Your goal: Copy the section of the text on COVID-19's impact on the Pacific islands from "Report highlights Covid" up to and including "Pacific Community (S.P.C.).", word for word.

Text:
Report highlights Covid impact on region
The outbreak of COVID-19 in the Pacific island countries and territories in 2020 led to many job losses, especially in the tourism and related industries, and triggered a slow down in overall economic activity.
This was highlighted in a report entitled “Changes in Consumer Prices in Selected Pacific Island Countries and Territories in 2020” which was released by the Pacific Community (S.P.C.).
The report reveals findings from more than 10 Pacific island countries and territories including Samoa.
According to the report, "many families saw a decline in their incomes necessitating recourse to a range of coping strategies.”
“The reports of the World Bank’s High Frequency Phone Monitoring Surveys of Households conducted in Papua New Guinea and Solomon Islands during the year throws further light on this,” reads the report.
The report also stated that with less to spend, consumer demand weakened.
“More and more people turned to, for example, growing food for their own consumption, sewing/mending their own clothes and forgoing personal activities such as going to the hairdresser, eating out, etc.
“Weakening demand led to a fall in the prices of various goods and services in many P.I.C.T. This sends a clear signal of a slowdown in the economies of P.I.C.T.
“The average change in prices of products consumed by households (a fixed basket of goods and services typically bought by households in a country) in 2020 compared to 2019 shows that of the twenty P.I.C.T., twelve had inflation whilst eight had deflation i.e., their inflation rates fell below zero.”

Dataset excerpts:
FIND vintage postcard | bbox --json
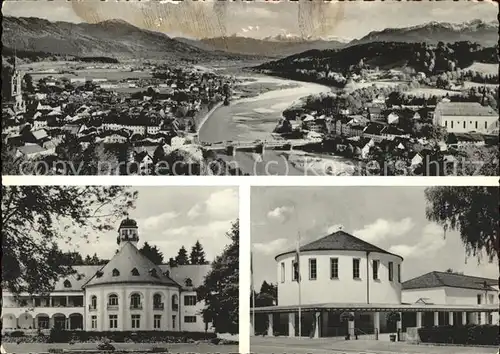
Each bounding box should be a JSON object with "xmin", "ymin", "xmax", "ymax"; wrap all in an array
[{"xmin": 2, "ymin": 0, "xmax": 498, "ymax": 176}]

* * *

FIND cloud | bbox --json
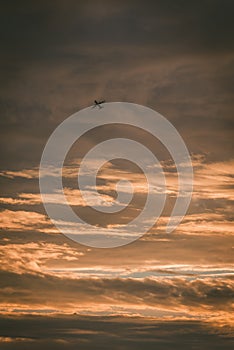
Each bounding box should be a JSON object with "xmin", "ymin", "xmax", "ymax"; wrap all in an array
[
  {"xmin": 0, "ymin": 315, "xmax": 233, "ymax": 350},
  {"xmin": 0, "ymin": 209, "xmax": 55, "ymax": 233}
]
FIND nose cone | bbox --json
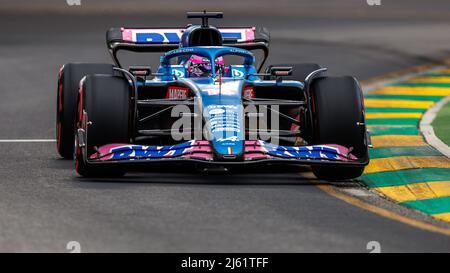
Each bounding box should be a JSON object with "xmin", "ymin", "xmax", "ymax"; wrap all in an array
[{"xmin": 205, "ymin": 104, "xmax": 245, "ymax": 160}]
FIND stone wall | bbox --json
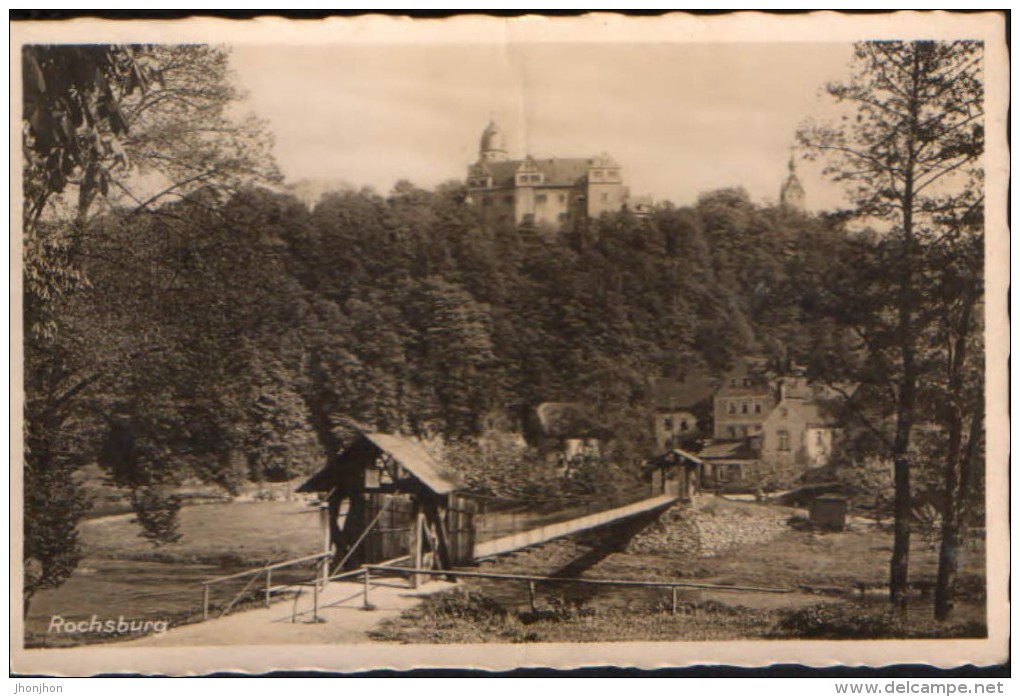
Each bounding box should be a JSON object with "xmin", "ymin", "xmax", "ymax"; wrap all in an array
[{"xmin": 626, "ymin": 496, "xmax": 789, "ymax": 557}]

...

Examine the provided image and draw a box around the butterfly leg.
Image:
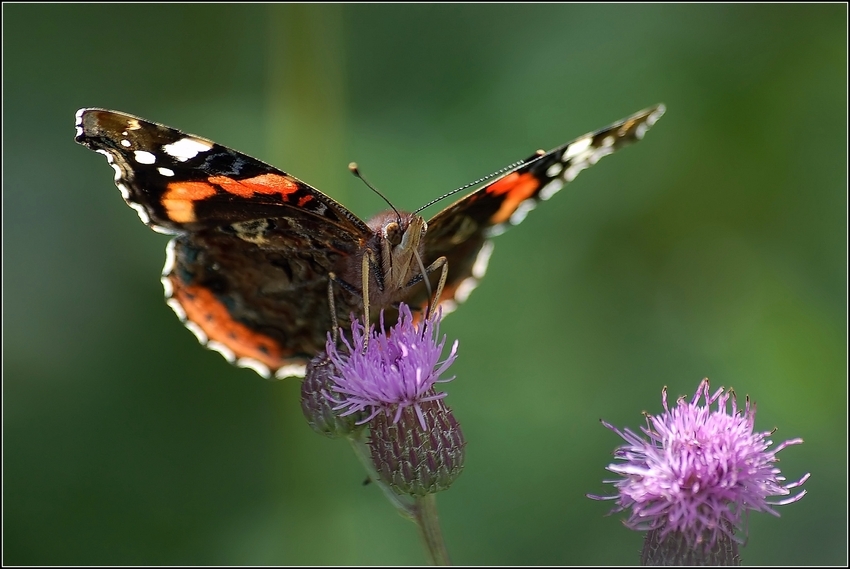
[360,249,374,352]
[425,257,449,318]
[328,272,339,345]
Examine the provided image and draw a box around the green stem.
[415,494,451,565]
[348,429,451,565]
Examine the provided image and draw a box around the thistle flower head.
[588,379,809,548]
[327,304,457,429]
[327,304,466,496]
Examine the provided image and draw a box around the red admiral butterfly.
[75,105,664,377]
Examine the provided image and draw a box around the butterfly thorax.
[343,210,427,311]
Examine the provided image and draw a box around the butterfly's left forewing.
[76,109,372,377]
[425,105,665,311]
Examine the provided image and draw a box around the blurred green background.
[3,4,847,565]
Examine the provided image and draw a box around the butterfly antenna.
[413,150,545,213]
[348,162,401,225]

Answer section:
Report highlights Covid impact on region
The outbreak of COVID-19 in the Pacific island countries and territories in 2020 led to many job losses, especially in the tourism and related industries, and triggered a slow down in overall economic activity.
This was highlighted in a report entitled “Changes in Consumer Prices in Selected Pacific Island Countries and Territories in 2020” which was released by the Pacific Community (S.P.C.).